PASSAGE GIVEN:
Pick a Metaphor: Life-Planning

  1. The Three Boxes of Life
  2. Whack-a-Mole
  3. Juggling: When All the Balls Are in the Air

As readers of my blog already know, I like to mix metaphors. Today I introduce the first installment of another Mixed Metaphors, Oh My! series entitled, Pick a Metaphor.  In this series I will choose a topic and look at it based on a number of metaphors. What I have found in my own life is that sometimes the metaphor I select to describe an issue I’m facing sets the tone of how I will think and feel about it. 

For those of you who are a new to my blog, a little background: I live and work in Madison, Wisconsin. I’m at the threshold of the third act of my life. I’m a 65-year-young, lesbian-feminist, activist-essayist, poet, memoirist, and filmmaker. I’m single woman, a daughter, sister and I hope — a good friend. I’m politically progressive from a working-class background, socially conscious, and a baby boomer recovering from substances, behaviors and relationships that no longer serve me.

As a writer in the public sphere of social media, I sometimes want to silence or carefully protect my thoughts or opinions for fear that they may be judged harshly by others and trigger consequences that I can’t control. What I’ve learned is that I can’t control who reads what I write, I can only choose what to share.

PROVIDED MATERIAL:
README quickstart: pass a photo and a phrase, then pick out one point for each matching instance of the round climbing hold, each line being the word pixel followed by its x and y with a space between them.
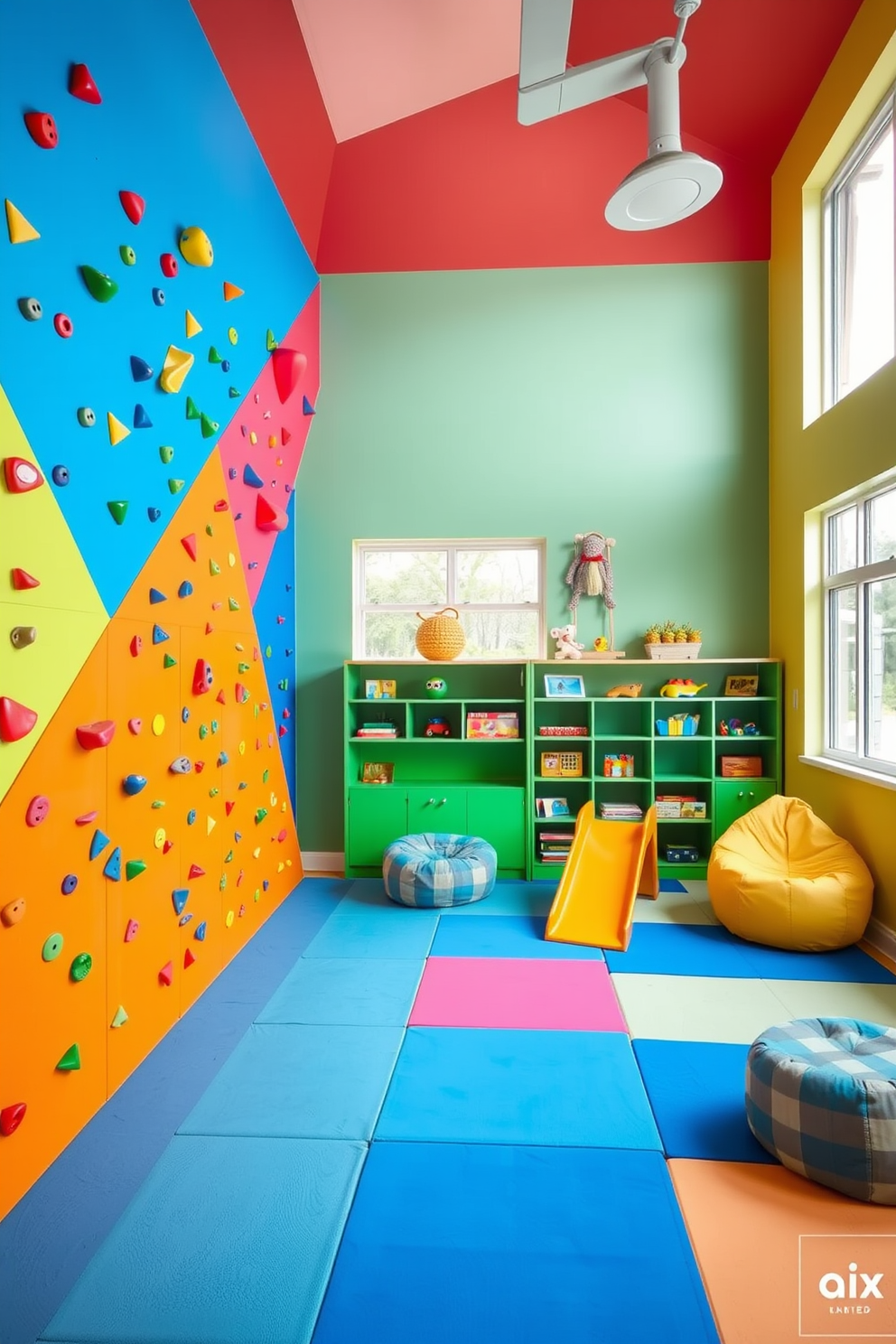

PARTS OF THE EXERCISE:
**1.** Return the portion of the life-planning post from "As readers of" to "feel about it.", copied word for word.
**2.** Write the next part of the life-planning post, picking up after its final sentence.
The material stands apart from the life-planning post and has no connection to it.

ANSWER LIST:
**1.**
As readers of my blog already know, I like to mix metaphors. Today I introduce the first installment of another Mixed Metaphors, Oh My! series entitled, Pick a Metaphor.  In this series I will choose a topic and look at it based on a number of metaphors. What I have found in my own life is that sometimes the metaphor I select to describe an issue I’m facing sets the tone of how I will think and feel about it.

**2.**
I mention this because the Life-Planning issue I write about today may impact what jobs I may be offered, how much I will be able to earn to sustain me, and where, with whom, and how I will live this last chapter of my life. The stakes are high. Workers are in peril with the dissolution of unions and the enactment of right-to-work laws, benefits that were once offered in lieu of raises have been taken away or cut back; jobs are outsourced to other regions of the United States for lower wages, or worse abroad. Sometimes workers are discriminated against because of age, race, disability, ethnic origin and sexual preference and identity. Working families cannot afford the quality of life their parents experienced and the new generation of the workforce who embraced the promise of higher education is saddled with tremendous debt and sometimes unable to work in the field for which they were trained.

Illustration by Lisa Larson-Walker

Illustration by Lisa Larson-Walker

I read a compelling essay this week on Salon.com by Laura Bennett, Why Did the Harrowing Personal Essay Take Over the Internet?  She posits, “First-person writing has long been the Internet’s native voice.” She further describes one of my objectives in sharing my personal stories, “… how to write about oneself in a way that is at once gripping and sensitive and that sheds light on broader sociopolitical issues.”

There are costs and consequences for first-person writers and sometimes accusations of over-sharing. No worries —nothing harrowing in today’s blog post — simply the status of my life today and the decisions ahead of me.

Disclaimer: First, I want to acknowledge my gratitude that I’m fortunate compared to others here in the U.S. and around the world. In looking at Maslow’s Hierarchy of Needs, I have food, shelter, and I’m safe. There are multitudes of others who are hungry, homeless, refuges from their home countries, and in danger.

Let’s begin. Pick a metaphor.

The Three Boxes of Life (and How to Get Out of Them)

The+Three+Boxes+of+LifeA life/work planning guide by Richard Bolles, author of the bestselling, What Color Is Your Parachute? From his official website, “This is a textbook about life/work planning. It discusses the normal way in which we think about our life: a time of education and learning from age 5 until we are 18 or 22 (the first box); then a time of working from the ages of 22 through 65 or so (the second box); and then a time of retirement, leisure and play from ages 65 to the time we die (the third box). The book asks why our life should be divided into these three boxes;  why not make learning, working, and playing part of every day, regardless of our age.  It discusses how to do this. First published in 1978.”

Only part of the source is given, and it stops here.